(Beginning of RECORDS FOR THIS EXERCISE)

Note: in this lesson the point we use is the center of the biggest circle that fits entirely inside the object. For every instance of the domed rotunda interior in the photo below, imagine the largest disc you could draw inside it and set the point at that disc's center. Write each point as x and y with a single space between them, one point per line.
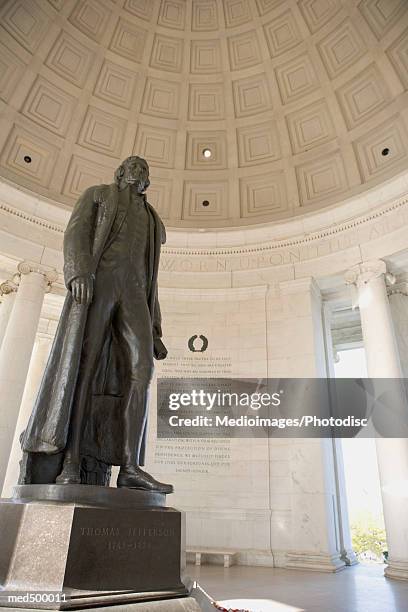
276 134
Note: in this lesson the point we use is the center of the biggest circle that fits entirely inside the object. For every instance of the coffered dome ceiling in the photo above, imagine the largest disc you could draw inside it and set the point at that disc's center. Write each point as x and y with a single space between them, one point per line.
300 103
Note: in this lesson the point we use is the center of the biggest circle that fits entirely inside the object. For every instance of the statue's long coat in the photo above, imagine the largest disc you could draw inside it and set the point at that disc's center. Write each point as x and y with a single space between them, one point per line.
87 235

(End of RECORDS FOR THIS EXERCISE)

Take the preceding listing and transcribe it exactly, skipping the pictures.

### RESPONSE BOX:
Note: in this lesson the point we use is the center of the biggest circle that fits entirely inside the object. For every instance of the domed rotunda interior in the photo below, imagine the largest disc you could draw inside it and set the point at that disc's center. Write each point as x and y with a single space between them, one point per line.
276 134
Note: in this lesson the point we use is the center of the biggest circle that fits entirely inside the object. For every instance of the coffered dome ceiling in the photo above, imagine the largest disc you could draw inside it and set the point at that disc's center. Write each point as x and y with a single space between them, one point per line.
300 103
Note: in this lesson the point we use is the center of the biggest circle that fits entirely inside the object. For every instance of the statue's long coat in the photo above, imagine the largest disc you could draw inside it and set the point at that disc's center. Write each point as x and y with a single space between them, one point per line.
87 235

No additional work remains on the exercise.